**TASK GOAL:** How many lines of the material contain the word "jacket"? Reply with the number alone.

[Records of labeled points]
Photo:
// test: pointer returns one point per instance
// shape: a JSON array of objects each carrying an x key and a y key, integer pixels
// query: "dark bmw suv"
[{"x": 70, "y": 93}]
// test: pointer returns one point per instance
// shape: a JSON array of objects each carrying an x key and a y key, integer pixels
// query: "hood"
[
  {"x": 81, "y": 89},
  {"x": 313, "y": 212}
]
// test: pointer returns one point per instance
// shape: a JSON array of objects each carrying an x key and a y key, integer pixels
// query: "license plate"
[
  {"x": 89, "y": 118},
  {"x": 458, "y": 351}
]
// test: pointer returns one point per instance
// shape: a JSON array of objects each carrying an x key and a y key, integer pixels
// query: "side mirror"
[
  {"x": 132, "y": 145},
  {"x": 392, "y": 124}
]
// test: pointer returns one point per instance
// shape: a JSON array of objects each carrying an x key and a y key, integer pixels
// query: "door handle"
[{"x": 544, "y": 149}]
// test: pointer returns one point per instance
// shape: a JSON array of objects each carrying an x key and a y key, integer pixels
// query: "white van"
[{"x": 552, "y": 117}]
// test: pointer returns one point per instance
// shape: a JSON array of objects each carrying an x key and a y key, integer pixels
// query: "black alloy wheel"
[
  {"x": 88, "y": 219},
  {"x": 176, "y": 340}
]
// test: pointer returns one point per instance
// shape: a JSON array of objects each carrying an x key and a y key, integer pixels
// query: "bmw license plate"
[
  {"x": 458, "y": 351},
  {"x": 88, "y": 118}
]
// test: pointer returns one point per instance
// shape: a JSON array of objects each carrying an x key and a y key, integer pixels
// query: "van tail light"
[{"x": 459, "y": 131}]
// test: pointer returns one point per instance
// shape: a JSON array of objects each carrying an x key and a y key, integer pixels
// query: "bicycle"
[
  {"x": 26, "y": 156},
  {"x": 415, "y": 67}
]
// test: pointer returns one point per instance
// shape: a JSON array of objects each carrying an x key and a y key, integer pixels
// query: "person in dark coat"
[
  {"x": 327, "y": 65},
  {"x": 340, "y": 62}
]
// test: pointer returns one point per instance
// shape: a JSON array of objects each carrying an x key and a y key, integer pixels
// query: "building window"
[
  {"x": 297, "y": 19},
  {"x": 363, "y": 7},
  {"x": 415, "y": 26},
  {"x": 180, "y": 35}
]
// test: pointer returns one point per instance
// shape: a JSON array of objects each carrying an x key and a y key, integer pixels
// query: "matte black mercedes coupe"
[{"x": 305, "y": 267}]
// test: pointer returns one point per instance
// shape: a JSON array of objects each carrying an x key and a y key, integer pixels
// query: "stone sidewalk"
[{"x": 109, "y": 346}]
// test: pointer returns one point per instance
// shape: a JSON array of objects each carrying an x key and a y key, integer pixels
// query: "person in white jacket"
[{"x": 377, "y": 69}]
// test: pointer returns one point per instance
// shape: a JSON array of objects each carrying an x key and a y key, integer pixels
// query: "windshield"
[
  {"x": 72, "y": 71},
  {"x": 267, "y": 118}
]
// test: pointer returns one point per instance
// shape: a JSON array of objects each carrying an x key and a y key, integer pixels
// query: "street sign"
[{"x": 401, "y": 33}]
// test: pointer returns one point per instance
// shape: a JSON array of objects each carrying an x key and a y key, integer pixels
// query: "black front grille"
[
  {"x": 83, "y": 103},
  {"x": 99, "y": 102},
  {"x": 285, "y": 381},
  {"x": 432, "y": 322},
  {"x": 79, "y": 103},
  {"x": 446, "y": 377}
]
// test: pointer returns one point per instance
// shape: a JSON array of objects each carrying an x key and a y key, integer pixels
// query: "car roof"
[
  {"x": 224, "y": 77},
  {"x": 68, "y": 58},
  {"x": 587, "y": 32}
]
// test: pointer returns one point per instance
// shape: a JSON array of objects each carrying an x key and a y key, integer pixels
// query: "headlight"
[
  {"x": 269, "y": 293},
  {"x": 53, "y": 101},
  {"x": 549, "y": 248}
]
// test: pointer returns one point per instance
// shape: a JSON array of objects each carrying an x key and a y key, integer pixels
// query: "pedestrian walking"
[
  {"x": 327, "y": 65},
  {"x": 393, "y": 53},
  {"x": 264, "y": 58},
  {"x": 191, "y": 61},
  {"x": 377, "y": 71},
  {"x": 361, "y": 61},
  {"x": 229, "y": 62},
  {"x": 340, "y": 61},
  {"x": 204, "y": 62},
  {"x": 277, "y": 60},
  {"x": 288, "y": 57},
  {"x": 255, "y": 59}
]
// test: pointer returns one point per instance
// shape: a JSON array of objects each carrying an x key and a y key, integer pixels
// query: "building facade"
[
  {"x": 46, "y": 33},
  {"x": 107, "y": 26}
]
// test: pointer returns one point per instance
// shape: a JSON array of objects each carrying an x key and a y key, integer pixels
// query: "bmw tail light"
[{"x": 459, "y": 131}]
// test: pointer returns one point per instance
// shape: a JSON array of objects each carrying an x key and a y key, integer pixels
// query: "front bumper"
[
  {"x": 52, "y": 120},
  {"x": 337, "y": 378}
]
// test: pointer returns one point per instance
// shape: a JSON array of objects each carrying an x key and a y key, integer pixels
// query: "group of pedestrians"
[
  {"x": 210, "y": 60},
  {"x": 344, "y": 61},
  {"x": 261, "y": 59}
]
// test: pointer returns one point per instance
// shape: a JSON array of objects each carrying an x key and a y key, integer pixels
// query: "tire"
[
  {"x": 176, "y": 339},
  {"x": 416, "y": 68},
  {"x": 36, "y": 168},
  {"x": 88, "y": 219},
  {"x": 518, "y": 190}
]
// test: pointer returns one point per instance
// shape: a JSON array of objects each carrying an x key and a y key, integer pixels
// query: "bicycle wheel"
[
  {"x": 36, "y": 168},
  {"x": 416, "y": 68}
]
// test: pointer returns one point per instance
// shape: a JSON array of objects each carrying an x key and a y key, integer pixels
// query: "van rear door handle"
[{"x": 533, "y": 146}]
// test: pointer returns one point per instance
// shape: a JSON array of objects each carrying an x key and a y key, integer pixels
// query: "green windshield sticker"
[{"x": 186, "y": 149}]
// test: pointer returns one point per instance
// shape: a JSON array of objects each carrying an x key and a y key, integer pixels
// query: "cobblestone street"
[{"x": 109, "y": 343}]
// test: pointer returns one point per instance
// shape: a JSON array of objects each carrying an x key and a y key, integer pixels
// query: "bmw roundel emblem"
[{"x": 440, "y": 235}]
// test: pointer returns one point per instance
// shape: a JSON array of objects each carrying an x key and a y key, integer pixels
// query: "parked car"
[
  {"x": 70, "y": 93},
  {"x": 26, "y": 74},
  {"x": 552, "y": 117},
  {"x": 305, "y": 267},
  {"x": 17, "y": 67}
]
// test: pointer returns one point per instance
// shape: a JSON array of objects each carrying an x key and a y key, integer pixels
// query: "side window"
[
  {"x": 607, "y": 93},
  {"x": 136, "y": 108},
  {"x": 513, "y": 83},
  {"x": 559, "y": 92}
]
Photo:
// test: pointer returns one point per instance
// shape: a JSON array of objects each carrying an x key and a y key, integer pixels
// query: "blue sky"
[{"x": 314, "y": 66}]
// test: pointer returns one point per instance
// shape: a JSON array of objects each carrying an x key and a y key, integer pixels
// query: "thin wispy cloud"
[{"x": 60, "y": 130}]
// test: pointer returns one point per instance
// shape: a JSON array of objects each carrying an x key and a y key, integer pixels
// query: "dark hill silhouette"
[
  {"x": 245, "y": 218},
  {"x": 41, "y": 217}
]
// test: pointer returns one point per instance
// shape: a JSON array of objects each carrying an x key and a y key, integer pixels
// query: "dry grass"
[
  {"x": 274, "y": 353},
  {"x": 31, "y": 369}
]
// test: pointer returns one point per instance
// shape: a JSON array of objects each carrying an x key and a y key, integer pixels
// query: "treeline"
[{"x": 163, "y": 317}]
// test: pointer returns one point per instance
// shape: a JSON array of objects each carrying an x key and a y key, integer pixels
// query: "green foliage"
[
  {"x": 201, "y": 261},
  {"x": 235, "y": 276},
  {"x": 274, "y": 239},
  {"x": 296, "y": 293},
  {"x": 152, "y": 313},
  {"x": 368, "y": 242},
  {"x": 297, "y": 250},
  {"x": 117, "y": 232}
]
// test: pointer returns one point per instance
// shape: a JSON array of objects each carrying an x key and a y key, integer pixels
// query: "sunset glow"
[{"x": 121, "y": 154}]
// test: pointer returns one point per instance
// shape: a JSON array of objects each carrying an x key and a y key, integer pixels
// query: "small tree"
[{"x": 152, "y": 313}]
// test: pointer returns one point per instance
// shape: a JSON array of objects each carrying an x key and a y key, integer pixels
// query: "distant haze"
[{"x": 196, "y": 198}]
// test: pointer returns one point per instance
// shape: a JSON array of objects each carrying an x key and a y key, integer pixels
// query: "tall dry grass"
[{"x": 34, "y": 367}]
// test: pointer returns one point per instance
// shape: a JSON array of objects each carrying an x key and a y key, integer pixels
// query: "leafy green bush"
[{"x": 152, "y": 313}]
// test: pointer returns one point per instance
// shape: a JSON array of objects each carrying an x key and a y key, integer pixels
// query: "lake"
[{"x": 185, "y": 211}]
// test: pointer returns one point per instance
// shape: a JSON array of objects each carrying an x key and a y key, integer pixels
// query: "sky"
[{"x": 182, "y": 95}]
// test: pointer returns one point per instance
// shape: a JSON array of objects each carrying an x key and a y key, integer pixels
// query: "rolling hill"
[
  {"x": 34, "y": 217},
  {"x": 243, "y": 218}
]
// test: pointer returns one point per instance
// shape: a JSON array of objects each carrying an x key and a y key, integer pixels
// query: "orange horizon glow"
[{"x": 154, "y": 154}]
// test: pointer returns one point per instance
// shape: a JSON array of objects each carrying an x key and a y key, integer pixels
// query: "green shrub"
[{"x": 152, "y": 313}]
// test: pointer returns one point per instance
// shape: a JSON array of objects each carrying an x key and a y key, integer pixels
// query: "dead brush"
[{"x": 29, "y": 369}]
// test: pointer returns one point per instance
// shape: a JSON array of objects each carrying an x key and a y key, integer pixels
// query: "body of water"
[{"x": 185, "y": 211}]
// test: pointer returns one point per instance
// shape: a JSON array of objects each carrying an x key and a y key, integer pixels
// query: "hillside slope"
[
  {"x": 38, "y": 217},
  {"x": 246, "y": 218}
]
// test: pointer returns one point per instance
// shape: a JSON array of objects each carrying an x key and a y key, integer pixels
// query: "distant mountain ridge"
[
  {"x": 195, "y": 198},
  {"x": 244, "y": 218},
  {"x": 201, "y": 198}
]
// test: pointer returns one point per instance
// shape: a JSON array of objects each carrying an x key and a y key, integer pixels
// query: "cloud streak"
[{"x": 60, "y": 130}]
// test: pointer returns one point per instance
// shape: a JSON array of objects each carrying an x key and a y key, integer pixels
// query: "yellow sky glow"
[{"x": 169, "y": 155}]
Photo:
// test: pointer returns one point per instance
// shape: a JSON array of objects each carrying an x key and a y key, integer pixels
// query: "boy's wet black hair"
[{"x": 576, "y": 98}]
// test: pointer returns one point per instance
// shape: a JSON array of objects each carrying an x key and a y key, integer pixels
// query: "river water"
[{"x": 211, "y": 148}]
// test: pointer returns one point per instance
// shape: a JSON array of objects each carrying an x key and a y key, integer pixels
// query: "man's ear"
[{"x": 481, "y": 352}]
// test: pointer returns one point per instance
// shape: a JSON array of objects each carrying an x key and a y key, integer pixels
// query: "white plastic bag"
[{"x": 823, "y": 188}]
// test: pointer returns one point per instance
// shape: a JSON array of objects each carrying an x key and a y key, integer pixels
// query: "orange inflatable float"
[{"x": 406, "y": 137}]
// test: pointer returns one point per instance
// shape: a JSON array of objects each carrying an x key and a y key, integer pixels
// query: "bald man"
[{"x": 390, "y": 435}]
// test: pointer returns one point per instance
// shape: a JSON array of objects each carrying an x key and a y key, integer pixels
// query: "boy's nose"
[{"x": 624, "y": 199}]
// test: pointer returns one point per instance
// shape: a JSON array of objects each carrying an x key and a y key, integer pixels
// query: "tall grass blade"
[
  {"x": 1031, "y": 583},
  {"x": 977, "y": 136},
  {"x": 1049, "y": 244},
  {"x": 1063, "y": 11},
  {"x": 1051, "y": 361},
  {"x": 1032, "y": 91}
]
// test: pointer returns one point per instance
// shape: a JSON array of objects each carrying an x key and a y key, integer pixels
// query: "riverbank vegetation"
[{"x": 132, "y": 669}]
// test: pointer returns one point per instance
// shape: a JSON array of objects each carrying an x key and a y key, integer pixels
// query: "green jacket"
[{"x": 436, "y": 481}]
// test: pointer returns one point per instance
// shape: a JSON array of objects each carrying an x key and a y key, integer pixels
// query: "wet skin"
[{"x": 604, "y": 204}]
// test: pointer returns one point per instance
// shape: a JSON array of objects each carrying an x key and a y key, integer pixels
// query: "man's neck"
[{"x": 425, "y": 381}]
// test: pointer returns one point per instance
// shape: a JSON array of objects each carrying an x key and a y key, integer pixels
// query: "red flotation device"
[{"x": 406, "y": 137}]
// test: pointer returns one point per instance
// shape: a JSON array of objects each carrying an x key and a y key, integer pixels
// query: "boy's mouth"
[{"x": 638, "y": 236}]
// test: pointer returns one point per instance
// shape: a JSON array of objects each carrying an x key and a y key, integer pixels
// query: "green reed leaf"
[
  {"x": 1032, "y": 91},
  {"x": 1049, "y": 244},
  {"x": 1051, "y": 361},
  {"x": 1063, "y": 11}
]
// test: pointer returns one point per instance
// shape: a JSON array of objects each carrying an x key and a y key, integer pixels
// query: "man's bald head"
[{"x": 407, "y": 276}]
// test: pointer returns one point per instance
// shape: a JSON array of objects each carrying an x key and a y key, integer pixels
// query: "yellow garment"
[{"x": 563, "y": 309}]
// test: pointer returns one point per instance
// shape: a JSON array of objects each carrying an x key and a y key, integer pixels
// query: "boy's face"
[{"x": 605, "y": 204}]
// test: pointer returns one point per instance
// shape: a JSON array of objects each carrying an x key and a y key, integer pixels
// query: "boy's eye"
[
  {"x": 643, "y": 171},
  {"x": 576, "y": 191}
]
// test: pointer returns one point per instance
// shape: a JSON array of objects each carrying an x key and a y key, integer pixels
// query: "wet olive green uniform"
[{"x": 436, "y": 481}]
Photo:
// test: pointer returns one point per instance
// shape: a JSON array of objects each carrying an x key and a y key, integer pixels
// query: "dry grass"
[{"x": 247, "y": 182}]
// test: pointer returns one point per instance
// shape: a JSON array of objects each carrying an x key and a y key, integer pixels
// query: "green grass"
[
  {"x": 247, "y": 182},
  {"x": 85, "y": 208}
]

**FINAL RESULT:** 2